### SET TASK:
Rewrite the records with "ceiling" replaced by "roof" and everything else left unchanged.

Part of a data file
»»

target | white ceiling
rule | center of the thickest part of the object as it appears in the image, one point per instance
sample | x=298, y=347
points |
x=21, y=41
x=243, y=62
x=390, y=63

««

### SOLUTION FOR THIS PROBLEM:
target | white roof
rule | center of the thickest part of the object as it appears in the image, one point per instance
sample | x=298, y=347
points |
x=21, y=41
x=243, y=62
x=390, y=63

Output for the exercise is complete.